* **Selected passage**
++++++++
Rice University scientists have discovered a new way to look inside living cells and see the insoluble fibrillar deposits associated with Parkinson's disease.
The combined talents of two Rice laboratories -- one that studies the misfolded proteins that cause neurodegenerative diseases and another that specializes in photoluminescent probes -- led to the spectroscopic technique that could become a valuable tool for scientists and pharmaceutical companies.
The research by the Rice labs of Angel Martí and Laura Segatori appeared online this month in the Journal of the American Chemical Society.
The researchers designed a molecular probe based on the metallic element ruthenium. Testing inside live neuroglioma cells, they found the probe binds with the misfolded alpha-synuclein proteins that clump together and form fibrils and disrupt the cell's functions. The ruthenium complex lit up when triggered by a laser -- but only when attached to the fibril, which allowed aggregation to be tracked using photoluminescence spectroscopy.
Researchers trying to understand molecular mechanisms of protein misfolding have had limited alternatives to monitor protein aggregation in cells, Martí said. A probe that can monitor the formation of aggregates should be of great value in the search for drugs that break up fibrils or prevent them from ever forming.
Two years ago, Martí, an assistant professor of chemistry and bioengineering, and Rice graduate student Nathan Cook revealed their metallic compounds that switch on like a light bulb when they attach to misfolded proteins; that study involved the beta amyloids that form plaques in the brains of Alzheimer's sufferers.
++++++++
* **Study material**

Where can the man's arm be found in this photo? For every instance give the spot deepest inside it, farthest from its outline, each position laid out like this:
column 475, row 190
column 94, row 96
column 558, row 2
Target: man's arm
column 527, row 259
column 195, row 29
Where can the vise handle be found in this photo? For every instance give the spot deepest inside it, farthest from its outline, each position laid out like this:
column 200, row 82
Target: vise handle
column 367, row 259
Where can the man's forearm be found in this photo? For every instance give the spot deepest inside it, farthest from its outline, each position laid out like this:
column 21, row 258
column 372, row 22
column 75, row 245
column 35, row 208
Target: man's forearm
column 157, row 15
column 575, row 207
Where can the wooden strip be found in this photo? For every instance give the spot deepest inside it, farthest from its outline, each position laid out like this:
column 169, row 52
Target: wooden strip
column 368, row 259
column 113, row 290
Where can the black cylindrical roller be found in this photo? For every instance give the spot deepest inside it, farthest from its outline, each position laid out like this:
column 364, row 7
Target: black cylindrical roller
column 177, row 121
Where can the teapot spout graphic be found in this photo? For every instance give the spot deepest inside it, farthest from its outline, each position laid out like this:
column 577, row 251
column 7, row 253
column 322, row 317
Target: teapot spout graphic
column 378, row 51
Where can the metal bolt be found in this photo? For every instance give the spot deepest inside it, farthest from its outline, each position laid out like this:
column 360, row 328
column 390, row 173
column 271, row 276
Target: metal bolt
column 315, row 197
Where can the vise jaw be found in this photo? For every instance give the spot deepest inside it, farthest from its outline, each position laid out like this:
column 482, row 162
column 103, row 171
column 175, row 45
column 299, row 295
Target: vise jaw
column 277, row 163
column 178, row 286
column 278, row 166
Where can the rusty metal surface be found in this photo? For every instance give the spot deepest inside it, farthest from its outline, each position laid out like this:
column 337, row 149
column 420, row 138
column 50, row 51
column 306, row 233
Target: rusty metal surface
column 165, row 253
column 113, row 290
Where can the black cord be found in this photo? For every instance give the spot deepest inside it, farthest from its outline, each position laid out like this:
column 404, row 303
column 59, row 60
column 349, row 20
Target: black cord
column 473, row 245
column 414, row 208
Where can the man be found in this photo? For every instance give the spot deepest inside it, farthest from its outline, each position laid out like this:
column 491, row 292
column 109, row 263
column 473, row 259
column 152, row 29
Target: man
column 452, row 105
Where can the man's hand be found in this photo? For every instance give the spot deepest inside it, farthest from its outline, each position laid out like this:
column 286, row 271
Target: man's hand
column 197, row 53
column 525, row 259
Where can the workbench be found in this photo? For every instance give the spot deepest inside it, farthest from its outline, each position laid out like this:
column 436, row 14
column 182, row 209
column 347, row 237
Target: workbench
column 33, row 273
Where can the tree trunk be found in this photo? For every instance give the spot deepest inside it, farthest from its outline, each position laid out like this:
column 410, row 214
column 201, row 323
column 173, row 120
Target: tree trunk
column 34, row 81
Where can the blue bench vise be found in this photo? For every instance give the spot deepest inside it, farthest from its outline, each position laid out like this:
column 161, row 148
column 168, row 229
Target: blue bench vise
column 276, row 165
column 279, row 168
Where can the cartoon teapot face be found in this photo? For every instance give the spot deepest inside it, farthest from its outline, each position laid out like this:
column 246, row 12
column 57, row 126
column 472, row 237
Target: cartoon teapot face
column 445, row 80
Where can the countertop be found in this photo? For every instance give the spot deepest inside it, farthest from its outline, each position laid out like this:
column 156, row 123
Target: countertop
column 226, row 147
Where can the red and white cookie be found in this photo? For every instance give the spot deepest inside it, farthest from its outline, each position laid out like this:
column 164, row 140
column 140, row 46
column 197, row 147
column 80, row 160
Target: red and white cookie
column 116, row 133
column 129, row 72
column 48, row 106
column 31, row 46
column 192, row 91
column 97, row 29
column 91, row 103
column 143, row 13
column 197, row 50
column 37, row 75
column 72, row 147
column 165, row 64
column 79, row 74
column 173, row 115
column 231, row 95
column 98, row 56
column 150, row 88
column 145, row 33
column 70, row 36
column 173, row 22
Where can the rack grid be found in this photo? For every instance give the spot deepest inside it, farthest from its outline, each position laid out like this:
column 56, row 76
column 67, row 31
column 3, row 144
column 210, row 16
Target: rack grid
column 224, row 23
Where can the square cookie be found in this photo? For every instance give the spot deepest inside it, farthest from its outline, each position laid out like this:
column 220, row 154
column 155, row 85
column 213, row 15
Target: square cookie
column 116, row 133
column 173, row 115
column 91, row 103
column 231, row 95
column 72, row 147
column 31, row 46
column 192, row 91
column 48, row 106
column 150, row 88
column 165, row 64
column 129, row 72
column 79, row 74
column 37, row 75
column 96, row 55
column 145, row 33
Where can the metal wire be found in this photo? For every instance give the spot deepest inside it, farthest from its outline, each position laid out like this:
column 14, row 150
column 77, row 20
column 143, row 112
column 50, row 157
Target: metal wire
++++++++
* **Problem to work on**
Please pick up the article about the Rice ruthenium probe for Parkinson's fibrils after its last sentence and carry it forward.

* **Response to the task**
At about the same time, Cook approached Segatori, the T.N. Law Assistant Professor of Chemical and Biomolecular Engineering and assistant professor of biochemistry and cell biology, to ask if she would serve on his dissertation committee. They started talking about his work with Martí, and Segatori quickly saw the potential of a partnership.
Segatori has made important strides in the study of diseases caused by proteins that misfold and clump together. Alzheimer's, Parkinson's and Gaucher diseases are examples, all the result of genetic mutations or conditions that disrupt the way proteins fold and keep them from performing their functions.
"There are a few compounds you can use to detect the presence of these types of protein aggregates, but none of them have been reported to work in cells," Segatori said. "When you're thinking about developing a therapeutic strategy, you want to be able to detect the presence of fibril aggregates in living cells, or even in animals. It's been very nice to collaborate with someone with the expertise to do this."
"The connection between Parkinson's and Alzheimer's is natural, although they are very different diseases because Alzheimer's beta amyloid peptides are extracellular, while the onset of Parkinson's is associated with alpha-synuclein protein inside cells," Martí said. "We always thought we could apply the same techniques we used for beta amyloids to probe the aggregation of other proteins.
"When we learned that Laura has cells that overexpress alpha-synuclein, we thought, 'That's perfect.' She had the system and we had the probes," he said.
Segatori pointed out the ruthenium complex has no therapeutic benefit for Parkinson's sufferers, but "is a step toward understanding the chemistry, which obviously will help in the development of drugs."
They see the possibility that metallic complexes can be tailored to tag aggregates implicated in other degenerative diseases. "Metal complexes are like Legos, in the sense that you can attach whatever you want to them," Cook said.
As a proof of principle, the researchers created an in vitro cell model of Parkinson's disease and found their ruthenium complexes clearly labeled fibrillar alpha-synuclein proteins in cells.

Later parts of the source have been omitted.